◆ **Extract to read**:
With electricity becoming increasingly important as both electric vehicles and electric home heating proliferate, Utah must work with PacifiCorp’s regional planning priorities, including the recent decision to shut down its coal-fired power plants in Emery County years before their original end date.

“Power planning is challenging in this environment, and Utah’s ‘any of the above’ policies do not provide much leverage to the planning process,” the review reads.

The auditors also recognize that federal policy is fundamentally changing the energy market.

“Despite the legislature’s desire for the market to drive energy, we found that there is disagreement among state energy stakeholders as to whether or not the state’s policies are market-driven,” the audit reads. “…Government policies and not just the economy seem to be the main drivers of the energy transition. Understanding these forces, who may not care about Utah’s priorities or economy, is critical as the state seeks to keep Utah’s energy affordable, reliable, and sustainable.”

No mention of climate change

But the auditors, like the lawmakers they work for, have been reluctant to acknowledge the reason for the federal policy and the shutdowns of PacifiCorp’s coal-fired power plants: the need to reduce greenhouse gas emissions to counteract global climate degradation. The word “climate” appears only once in the 40-page review, and that’s in reference to the federal anti-inflation law.

The auditors called on lawmakers to change state energy policies to require data-driven modeling at the state level. “Our observation is that OED does not use any modeling to predict the impact of energy sources on economic development and energy prices. However, other states have demonstrated the benefits of modeling to understand and mitigate future risks.”

The audit also accused OED of a lack of long-term planning, including risk assessment. “While the Utah Code requires OED to file an annual report, no specific energy risk content is required. We believe that given the crucial energy phase we are now in, it is important that the legislature be properly informed of the risks and benefits of energy resources to the state.”

Auditors criticized the state’s most recent energy plan, released last year before Todd took office, for lacking specific goals and timelines. “Utah’s plan does not follow strategic planning best practices, including those identified by the National Association of State Energy Officials. Compared to other state energy plans, we found that Utah’s current plan lacks key goals and actions necessary to fulfill the stated vision and provide direction.”

An office renovation

Finally, the auditors recommended updating all office policies, job descriptions, grant eligibility criteria and standard operating procedures “to better fulfill its mandate” and to provide continuity in the face of staff turnover. “Only one current employee has been with the office for more than two years,” the audit reads.

As of 2021, the office has been part of the Department of Natural Resources but has still not fully integrated, the audit said. “Recently, OED failed to identify the office’s risks as part of an internal audit risk assessment process, becoming the only office out of nine DNR departments to fail to do so.”

◆ **Dataset content**:
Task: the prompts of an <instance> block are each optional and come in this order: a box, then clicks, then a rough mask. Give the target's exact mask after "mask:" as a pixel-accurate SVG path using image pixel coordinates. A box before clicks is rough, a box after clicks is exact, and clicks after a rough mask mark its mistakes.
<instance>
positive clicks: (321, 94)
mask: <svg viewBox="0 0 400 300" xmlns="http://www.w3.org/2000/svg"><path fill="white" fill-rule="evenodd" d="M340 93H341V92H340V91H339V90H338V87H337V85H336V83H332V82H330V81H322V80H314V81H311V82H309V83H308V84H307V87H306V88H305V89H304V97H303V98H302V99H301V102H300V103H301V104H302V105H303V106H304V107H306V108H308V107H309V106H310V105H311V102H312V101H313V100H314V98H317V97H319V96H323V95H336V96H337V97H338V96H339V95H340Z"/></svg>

◆ **To do**:
1. Answer these questions using the energy audit article.
(a) In which county are PacifiCorp's coal-fired power plants being shut down?
(b) How many pages long is the review?
(c) As of what year has the office been part of the Department of Natural Resources?
2. List every item the auditors recommended updating, according to the energy audit article.
3. Copy the energy audit article between "No mention of" and "federal anti-inflation law.", inclusive, and substitute "carbon emissions" for "greenhouse gas emissions".
The material above is separate from the energy audit article.

◆ **Activity answers**:
1.
(a) Emery County
(b) 40 pages
(c) 2021

2.
- office policies
- job descriptions
- grant eligibility criteria
- standard operating procedures

3.
No mention of climate change

But the auditors, like the lawmakers they work for, have been reluctant to acknowledge the reason for the federal policy and the shutdowns of PacifiCorp’s coal-fired power plants: the need to reduce carbon emissions to counteract global climate degradation. The word “climate” appears only once in the 40-page review, and that’s in reference to the federal anti-inflation law.